EXERCISE:
Leaving out the pictures, retype the lines from the beginning of the listing through the line containing "Return the segmentation of every instance of the virtual".

'''

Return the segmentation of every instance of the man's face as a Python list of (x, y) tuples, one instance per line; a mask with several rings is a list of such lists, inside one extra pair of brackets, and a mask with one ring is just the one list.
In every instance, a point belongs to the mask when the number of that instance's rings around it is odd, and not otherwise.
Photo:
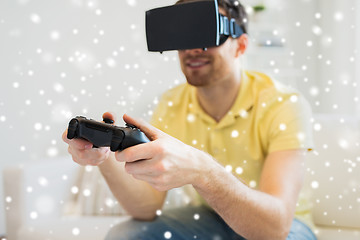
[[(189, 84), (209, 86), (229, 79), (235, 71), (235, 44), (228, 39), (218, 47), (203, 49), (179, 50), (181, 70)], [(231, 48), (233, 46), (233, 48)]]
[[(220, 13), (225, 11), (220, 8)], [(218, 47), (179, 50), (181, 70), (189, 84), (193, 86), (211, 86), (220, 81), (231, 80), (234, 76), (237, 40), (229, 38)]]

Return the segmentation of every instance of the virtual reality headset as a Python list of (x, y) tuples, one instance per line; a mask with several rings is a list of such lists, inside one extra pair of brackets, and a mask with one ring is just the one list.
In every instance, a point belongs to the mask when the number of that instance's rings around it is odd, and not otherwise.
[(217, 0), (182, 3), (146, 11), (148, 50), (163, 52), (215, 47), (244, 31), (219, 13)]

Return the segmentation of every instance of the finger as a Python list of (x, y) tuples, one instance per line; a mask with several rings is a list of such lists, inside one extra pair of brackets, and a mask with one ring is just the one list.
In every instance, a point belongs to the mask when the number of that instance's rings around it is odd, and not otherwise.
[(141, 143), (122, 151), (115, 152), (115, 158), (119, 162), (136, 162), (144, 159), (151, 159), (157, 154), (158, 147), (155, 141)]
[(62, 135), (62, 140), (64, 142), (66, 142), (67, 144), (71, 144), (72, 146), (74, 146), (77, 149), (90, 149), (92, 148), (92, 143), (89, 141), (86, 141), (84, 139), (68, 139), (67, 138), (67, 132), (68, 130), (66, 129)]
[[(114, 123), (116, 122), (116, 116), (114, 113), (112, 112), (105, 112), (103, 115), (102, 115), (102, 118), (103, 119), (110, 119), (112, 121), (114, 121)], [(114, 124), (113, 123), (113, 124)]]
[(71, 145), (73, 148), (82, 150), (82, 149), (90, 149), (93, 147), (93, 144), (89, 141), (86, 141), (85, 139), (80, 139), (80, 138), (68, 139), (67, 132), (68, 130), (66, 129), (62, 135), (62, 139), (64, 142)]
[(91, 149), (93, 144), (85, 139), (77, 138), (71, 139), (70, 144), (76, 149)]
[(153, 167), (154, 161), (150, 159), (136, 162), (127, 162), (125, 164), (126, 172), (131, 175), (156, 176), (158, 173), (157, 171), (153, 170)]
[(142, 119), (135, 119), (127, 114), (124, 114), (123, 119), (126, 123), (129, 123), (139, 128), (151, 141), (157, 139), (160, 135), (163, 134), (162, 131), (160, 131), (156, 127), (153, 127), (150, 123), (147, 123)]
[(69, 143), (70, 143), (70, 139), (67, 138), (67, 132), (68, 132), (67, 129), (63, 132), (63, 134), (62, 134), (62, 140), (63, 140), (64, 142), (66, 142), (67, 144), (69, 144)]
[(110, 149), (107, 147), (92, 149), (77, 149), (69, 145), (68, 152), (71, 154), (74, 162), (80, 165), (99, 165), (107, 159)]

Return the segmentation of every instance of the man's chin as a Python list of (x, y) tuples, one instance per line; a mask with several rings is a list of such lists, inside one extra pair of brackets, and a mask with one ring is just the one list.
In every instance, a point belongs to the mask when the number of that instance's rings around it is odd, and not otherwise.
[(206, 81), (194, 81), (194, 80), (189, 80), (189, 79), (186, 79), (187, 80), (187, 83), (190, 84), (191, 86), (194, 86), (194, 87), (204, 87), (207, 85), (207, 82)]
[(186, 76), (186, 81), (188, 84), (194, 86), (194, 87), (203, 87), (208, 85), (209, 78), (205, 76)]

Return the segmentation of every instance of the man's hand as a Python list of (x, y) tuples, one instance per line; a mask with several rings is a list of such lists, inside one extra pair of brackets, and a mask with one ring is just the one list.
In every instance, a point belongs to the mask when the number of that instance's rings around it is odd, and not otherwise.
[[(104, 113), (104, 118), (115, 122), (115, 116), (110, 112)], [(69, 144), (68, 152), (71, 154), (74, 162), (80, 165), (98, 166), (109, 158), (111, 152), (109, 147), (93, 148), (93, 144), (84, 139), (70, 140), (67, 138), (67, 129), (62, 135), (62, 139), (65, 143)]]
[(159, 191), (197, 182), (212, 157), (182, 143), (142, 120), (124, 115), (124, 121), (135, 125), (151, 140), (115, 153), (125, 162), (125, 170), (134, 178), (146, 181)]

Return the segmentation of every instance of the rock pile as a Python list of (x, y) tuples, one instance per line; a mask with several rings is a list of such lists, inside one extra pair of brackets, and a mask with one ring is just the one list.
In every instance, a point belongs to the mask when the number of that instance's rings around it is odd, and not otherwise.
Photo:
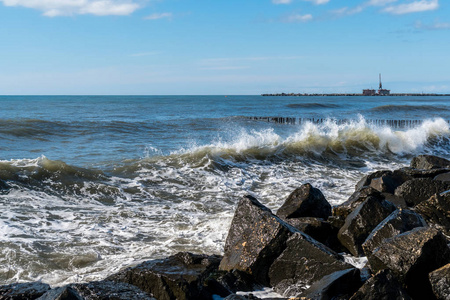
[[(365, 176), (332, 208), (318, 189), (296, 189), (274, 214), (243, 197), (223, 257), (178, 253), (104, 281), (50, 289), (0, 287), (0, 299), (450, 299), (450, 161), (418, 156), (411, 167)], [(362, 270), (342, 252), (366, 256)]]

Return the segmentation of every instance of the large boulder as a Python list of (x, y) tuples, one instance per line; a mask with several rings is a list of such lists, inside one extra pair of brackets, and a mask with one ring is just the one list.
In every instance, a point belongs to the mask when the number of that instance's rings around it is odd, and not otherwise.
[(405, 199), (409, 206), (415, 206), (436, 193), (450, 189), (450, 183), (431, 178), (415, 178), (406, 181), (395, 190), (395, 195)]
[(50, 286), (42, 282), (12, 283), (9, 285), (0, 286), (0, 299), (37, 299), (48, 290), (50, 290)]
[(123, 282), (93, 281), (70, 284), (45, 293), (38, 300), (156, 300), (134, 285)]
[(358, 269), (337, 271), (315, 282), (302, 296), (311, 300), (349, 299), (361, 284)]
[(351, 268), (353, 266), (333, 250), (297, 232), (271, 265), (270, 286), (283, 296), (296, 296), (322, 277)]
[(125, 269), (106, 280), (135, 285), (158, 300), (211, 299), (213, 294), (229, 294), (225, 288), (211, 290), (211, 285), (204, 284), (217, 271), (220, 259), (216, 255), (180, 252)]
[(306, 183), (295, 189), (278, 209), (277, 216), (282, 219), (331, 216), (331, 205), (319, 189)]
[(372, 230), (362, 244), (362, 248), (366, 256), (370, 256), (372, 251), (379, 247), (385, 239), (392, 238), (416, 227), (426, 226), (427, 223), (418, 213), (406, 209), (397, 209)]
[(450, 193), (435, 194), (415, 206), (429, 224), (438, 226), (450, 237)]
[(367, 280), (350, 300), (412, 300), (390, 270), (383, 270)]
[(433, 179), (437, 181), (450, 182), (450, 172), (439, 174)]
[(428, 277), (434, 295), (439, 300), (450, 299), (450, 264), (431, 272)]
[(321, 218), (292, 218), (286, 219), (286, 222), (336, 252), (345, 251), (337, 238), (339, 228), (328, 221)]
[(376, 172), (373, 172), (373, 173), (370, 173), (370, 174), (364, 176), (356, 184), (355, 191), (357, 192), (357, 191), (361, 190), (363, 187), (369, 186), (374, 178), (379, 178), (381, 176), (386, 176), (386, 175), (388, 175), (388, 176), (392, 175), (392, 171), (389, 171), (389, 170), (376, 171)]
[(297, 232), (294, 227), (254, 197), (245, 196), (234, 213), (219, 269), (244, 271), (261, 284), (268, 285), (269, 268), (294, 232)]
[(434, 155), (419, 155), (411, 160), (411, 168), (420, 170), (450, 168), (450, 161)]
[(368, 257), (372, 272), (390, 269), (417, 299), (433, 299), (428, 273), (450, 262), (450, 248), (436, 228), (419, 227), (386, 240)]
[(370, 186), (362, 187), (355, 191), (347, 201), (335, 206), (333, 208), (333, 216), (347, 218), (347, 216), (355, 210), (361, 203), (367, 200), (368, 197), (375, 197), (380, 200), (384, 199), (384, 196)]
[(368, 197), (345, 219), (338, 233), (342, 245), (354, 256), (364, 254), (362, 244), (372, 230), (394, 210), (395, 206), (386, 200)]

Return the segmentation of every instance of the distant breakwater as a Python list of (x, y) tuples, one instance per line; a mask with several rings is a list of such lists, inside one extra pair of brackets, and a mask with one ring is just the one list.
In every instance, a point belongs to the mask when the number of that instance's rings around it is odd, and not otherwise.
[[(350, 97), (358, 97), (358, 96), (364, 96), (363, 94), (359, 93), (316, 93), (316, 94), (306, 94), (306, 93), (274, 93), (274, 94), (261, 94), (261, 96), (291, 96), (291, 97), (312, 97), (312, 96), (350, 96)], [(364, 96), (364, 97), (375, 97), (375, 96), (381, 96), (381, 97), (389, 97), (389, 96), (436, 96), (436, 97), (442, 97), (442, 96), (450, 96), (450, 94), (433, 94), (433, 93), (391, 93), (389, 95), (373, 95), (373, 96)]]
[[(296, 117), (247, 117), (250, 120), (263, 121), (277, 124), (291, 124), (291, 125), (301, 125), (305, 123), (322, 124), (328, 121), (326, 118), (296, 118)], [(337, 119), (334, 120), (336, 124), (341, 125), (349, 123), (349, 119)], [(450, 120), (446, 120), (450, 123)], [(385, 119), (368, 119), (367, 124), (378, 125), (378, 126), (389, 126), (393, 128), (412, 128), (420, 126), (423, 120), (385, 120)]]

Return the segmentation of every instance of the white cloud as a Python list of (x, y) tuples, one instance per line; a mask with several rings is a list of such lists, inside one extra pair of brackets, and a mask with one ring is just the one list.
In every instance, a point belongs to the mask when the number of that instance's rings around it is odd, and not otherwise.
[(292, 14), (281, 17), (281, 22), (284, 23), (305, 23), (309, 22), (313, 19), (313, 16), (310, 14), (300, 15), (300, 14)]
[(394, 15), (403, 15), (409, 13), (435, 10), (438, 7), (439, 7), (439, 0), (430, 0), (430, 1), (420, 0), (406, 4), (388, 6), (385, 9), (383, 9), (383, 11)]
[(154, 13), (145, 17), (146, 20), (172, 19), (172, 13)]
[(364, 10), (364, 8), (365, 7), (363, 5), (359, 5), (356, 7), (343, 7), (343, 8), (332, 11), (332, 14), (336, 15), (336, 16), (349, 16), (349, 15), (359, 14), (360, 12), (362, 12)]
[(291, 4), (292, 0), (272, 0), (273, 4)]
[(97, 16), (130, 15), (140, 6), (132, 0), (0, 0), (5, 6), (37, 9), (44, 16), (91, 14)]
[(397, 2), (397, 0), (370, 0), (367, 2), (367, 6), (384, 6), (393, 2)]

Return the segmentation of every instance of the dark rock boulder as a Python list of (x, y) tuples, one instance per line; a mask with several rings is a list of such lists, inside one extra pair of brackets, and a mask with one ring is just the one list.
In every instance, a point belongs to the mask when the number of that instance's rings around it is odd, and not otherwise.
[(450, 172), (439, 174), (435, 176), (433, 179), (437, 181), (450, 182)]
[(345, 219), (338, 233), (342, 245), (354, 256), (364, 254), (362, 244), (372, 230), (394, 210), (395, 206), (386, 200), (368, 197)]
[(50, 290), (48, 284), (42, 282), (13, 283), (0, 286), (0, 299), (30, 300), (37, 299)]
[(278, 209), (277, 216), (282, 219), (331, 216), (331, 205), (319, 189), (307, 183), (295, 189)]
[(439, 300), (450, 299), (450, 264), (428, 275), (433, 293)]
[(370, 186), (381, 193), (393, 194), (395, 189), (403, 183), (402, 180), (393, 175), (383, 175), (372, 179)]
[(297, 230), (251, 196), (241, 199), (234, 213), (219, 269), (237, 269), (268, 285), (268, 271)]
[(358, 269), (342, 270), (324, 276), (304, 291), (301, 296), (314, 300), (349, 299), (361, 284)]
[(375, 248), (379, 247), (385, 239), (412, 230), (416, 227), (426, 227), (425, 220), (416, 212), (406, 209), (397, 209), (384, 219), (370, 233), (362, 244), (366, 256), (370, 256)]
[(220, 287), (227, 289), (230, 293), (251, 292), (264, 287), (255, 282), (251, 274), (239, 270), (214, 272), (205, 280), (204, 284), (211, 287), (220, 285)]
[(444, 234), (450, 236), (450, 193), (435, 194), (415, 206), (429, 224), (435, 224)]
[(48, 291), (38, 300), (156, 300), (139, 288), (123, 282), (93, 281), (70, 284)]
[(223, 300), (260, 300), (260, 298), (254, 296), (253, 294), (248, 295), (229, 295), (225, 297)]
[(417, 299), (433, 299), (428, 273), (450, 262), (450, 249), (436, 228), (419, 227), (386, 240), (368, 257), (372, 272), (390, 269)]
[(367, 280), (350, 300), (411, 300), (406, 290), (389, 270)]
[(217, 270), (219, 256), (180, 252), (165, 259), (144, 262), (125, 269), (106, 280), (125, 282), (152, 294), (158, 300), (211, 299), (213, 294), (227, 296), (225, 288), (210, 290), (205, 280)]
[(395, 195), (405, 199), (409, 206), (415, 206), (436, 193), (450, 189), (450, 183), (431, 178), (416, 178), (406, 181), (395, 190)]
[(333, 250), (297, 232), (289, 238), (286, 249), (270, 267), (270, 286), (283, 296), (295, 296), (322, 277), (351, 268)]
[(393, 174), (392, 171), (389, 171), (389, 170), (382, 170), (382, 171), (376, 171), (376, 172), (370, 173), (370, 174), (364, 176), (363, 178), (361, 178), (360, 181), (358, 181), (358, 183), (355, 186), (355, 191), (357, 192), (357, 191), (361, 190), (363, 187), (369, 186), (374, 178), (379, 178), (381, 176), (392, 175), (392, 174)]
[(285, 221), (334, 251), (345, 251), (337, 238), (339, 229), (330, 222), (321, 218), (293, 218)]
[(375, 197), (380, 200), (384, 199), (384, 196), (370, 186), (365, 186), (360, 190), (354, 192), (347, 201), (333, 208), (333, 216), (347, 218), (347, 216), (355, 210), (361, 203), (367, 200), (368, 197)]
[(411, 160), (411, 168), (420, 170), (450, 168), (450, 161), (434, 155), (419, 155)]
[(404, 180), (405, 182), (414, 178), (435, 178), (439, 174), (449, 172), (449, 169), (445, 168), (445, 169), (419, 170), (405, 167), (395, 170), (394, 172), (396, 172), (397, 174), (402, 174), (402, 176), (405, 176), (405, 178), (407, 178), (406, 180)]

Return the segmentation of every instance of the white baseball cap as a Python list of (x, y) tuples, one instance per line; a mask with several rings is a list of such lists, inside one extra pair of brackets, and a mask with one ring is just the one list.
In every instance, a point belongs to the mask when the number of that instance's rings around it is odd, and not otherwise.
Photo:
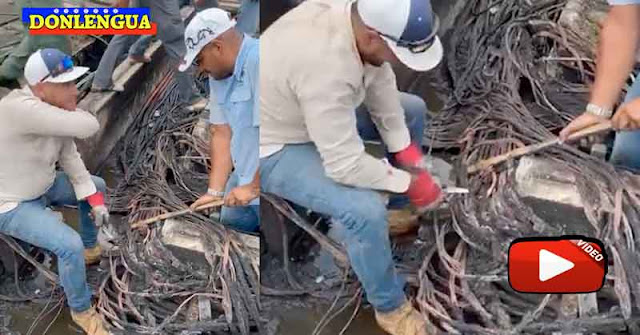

'''

OUTPUT OF THE EXERCISE:
Return the segmentation of every instance of the man's face as a Python list of (x, y) tuples, one instance per line; a mask with several rings is a list of such lists, inside one extra pair of brackets, and a mask with one ring is just the one list.
In every instance, a point belongs to the mask when the number of that instance's rings around it is odd, and not otherwise.
Photo:
[[(189, 84), (209, 86), (229, 79), (235, 71), (235, 44), (228, 39), (218, 47), (203, 49), (179, 50), (181, 70)], [(231, 48), (233, 46), (233, 48)]]
[[(220, 13), (225, 11), (220, 8)], [(218, 47), (179, 50), (181, 70), (189, 84), (193, 86), (211, 86), (220, 81), (231, 80), (234, 76), (237, 40), (229, 38)]]

Return the segmentation of every instance of the virtual reality headset as a Python list of (x, y) tuples, one instance per line; a mask with several rings is a list of such lists, inside one extra pair of brackets, and a mask with one ring is just the one list.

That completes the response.